— start of MATERIAL SHOWN —
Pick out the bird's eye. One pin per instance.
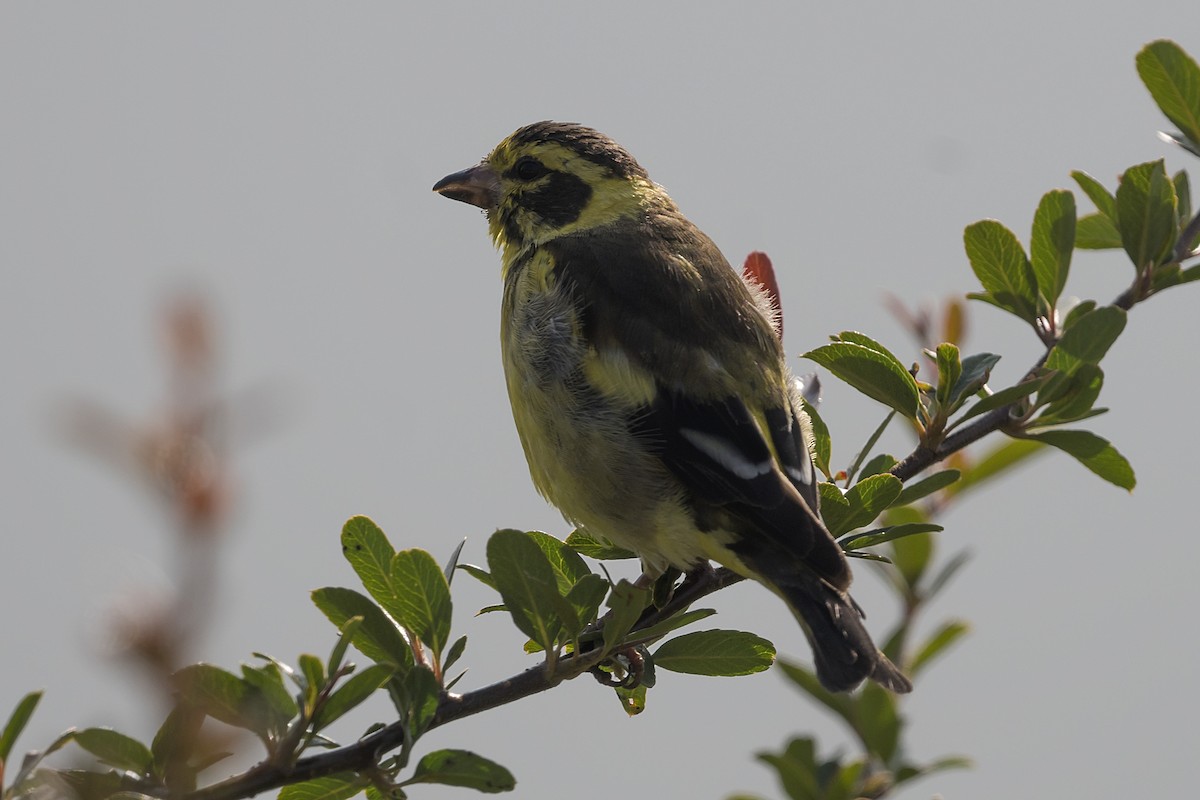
(529, 168)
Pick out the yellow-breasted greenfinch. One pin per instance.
(649, 388)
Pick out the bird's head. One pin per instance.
(552, 179)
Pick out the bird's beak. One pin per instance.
(478, 186)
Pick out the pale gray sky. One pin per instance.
(280, 156)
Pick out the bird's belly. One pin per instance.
(583, 459)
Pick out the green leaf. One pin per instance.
(173, 745)
(996, 461)
(855, 337)
(354, 691)
(1078, 402)
(715, 653)
(925, 486)
(421, 597)
(334, 787)
(462, 768)
(888, 534)
(1182, 197)
(569, 567)
(586, 597)
(1097, 232)
(1078, 312)
(1051, 244)
(370, 553)
(219, 693)
(417, 696)
(1087, 341)
(859, 505)
(659, 630)
(1098, 194)
(949, 367)
(115, 749)
(1000, 263)
(1146, 214)
(585, 543)
(1003, 397)
(528, 585)
(343, 642)
(881, 463)
(942, 638)
(454, 654)
(377, 637)
(627, 603)
(976, 372)
(1174, 82)
(17, 722)
(277, 705)
(822, 446)
(1093, 452)
(877, 722)
(633, 701)
(875, 373)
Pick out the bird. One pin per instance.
(649, 388)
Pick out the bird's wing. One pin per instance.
(715, 408)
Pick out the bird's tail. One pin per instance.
(843, 650)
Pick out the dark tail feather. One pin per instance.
(843, 650)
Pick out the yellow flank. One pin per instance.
(648, 384)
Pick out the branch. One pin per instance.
(364, 755)
(997, 419)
— end of MATERIAL SHOWN —
PROMPT: Return every line of the data above word for word, leaving out the pictures.

EXPECTED ANSWER:
Pick out the bird's eye. One pin per instance.
(529, 168)
Pick out the yellow-breasted greenfinch. One pin per instance.
(649, 388)
Pick out the bird's head. One pin per instance.
(552, 179)
Pick out the bird's beak. One pin per instance.
(478, 186)
Pick out the pale gray sky. One pin per instance.
(280, 156)
Pick out the bird's belly. One pin per instance.
(583, 459)
Pick out the green leaf. One pin per instance.
(173, 745)
(996, 461)
(855, 337)
(354, 691)
(1078, 402)
(715, 653)
(925, 486)
(421, 597)
(334, 787)
(462, 768)
(888, 534)
(1182, 197)
(569, 567)
(586, 597)
(1097, 232)
(1078, 312)
(1051, 244)
(370, 553)
(219, 693)
(417, 696)
(1087, 341)
(859, 505)
(659, 630)
(1098, 194)
(949, 367)
(115, 749)
(1000, 263)
(1146, 214)
(585, 543)
(1003, 397)
(528, 585)
(343, 642)
(881, 463)
(942, 638)
(454, 654)
(377, 637)
(627, 603)
(976, 372)
(1174, 82)
(17, 722)
(277, 705)
(822, 446)
(1093, 452)
(877, 722)
(633, 701)
(875, 373)
Pick out the bird. One pin per instance.
(649, 388)
Pick out the bird's wing. One pin per instance.
(715, 408)
Pick out the bird's tail. One pin per instance.
(843, 650)
Pick out the dark tail feather. One pin per instance.
(843, 650)
Pick out the yellow flank. One pin per instance.
(648, 384)
Pick out the branch. One pin per instance.
(364, 755)
(997, 419)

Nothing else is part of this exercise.